で、ロードショーでは、どうでしょう? 第1014回。
「なんか最近面白い映画観た?」
「ああ、観た観た。ここんトコで、面白かったのは・・・」
『ローグ・ワン/スター・ウォーズ・ストーリー』
映画史に燦然と輝く金字塔シリーズ『スター・ウォーズ』のアナザー・ストーリーを描く新プロジェクトの第1弾となるSFアドベンチャー大作。
『スター・ウォーズ エピソード4/新たなる希望』でレイア姫がR2-D2に託した“デス・スター”の設計図はいかにして反乱軍の手に渡ったのか、というこれまで語られることのなかった物語を、一匹狼のヒロイン、ジン・アーソをはじめとする新たなキャラクターたちの活躍を通して描き出す。
主演は、『博士と彼女のセオリー』のフェリシティ・ジョーンズ。
監督は、『モンスターズ/地球外生命体』、『GODZILLA ゴジラ』の、ギャレス・エドワーズ。
物語。
ダース・ベイダー擁する帝国軍の究極兵器“デス・スター”がいよいよ完成し、その圧倒的な破壊力の前に、銀河全体が恐怖に支配されようとしていた。
反乱軍の裏仕事担当の将校キャシアン・アンドーは、帝国からの逃亡パイロットを探していた。
その設計を手掛けた有名な科学者ゲイレン・アーソの娘のジンは、帝国軍に父を奪われ、母を殺され、孤児となり、幼いころから、戦士として、生き抜いてきたタフなアウトローで、帝国軍の牢に入れられていた。
だが、そんな彼女を反乱軍が救い出す。
その理由は、逃亡パイロットがデス・スターの設計士であるゲイリンからのメッセージをゲイリンの友人であり、反乱軍でも独自部隊の過激派ソウ・ゲレラを探していることが判明し、ゲレラを知るジンを仲介役にするためだった。
ジンは反乱軍に加わり、キャシアンとその相棒である帝国のドロイドをリプログラミングのK‐2SOのチームとともに、父のメッセージを手に入れる任務についた。
シリーズ・クリエイターは、ジョージ・ルーカス。
原案は、ジョン・ノール、ゲイリー・ウィッタ。
脚本は、クリス・ワイツ、トニー・ギルロイ。
出演。
フェリシティ・ジョーンズが、ジン・アーソ。
ディエゴ・ルナが、キャシアン・アンドー。
アラン・テュディック(モーションキャプチャー・アクター)が、 ドロイドのK-2SO。
ドニー・イェンが、僧兵のチアルート・イムウェ。
チアン・ウェンが、僧兵のベイズ・マルバス。
リズ・アーメッドが、パイロットのボーディー・ルック。
マッツ・ミケルセンが、父のゲイリン・アーソ。
フォレスト・ウィテカーが、ゲリラのソウ・ゲレラ。
ベン・メンデルソーンが、士官のオーソン・クレニック。

◆ ◆ ◆ ◆ ◆

◆ 設問
**1.** 『ローグ・ワン』の紹介文について、次の問いに答えよ。
(a) 主演は誰か。
(b) 脚本を担当したのは誰か。
(c) 原案としてクレジットされているのは誰か。
**2.** 『ローグ・ワン』の紹介文で、シリーズ・クリエイター、原案、脚本のいずれかとして名前が挙がっている人物をすべて挙げよ。
**3.** 『ローグ・ワン』の紹介文を、最後の文の後から書き継いでください。

◆ 提供データ
◆ ◆ ◆ ◆ ◆

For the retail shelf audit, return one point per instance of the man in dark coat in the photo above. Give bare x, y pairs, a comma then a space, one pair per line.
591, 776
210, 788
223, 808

◆ ◆ ◆ ◆ ◆

◆ 解答
**1.**
(a) フェリシティ・ジョーンズ
(b) クリス・ワイツ、トニー・ギルロイ
(c) ジョン・ノール、ゲイリー・ウィッタ

**2.** ジョージ・ルーカス、ジョン・ノール、ゲイリー・ウィッタ、クリス・ワイツ、トニー・ギルロイ

**3.**
ジェームズ・アール・ジョーンズ(声の出演)が、ダース・ベイダー。
スタッフ。
製作は、キャスリーン・ケネディ、アリソン・シェアマー、サイモン・エマニュエル。
製作総指揮は、ジョン・ノール、ジェイソン・マクガトリン。
撮影は、グリーグ・フレイザー。
プロダクションデザインは、ダグ・チャン、ニール・ラモント。
衣装デザインは、グリン・ディロン、デイヴ・クロスマン。
音楽は、マイケル・ジアッキノ。
オリジナルスコアは、ジョン・ウィリアムズ。
『ローグ・ワン/スター・ウォーズ・ストーリー』を鑑賞。
宇宙支配が可能な巨大惑星型最終兵器を破壊すべく、その設計図奪取の不可能作戦に挑む独立愚連隊を描く、エピソード4の前日譚。ギャレス・エドワーズのSF戦争アクション。
70年代戦争大作の古典的語りを取り込み、当世風ではなくとも抒情に寄り過ぎないあっさり風味をイラスト集のようなイメージで見せ続ける。
見終えるとすぐにエピソード4を見たくなる。
観てきた者を子どもに戻す映画タイムマシーン。
名作の穴を埋める映画史上最高の露払いスピンオフの槍作。
おまけ。
原題も、『ROGUE ONE/A STAR WARS STORY』。
いうなれば、『はぐれ第一小隊/スター・ウォーズ外伝』。
『スター・ウォーズ』実写映画によるスピンオフの第一弾です。
スピンオフはいままでもいくつもありますが、実写映画では初めてです。
日本では『イウォーク・アドベンチャー』が劇場公開されていますが、これはもともとテレビ映画。
続編の『エンドア/魔空の妖精』もありましたね。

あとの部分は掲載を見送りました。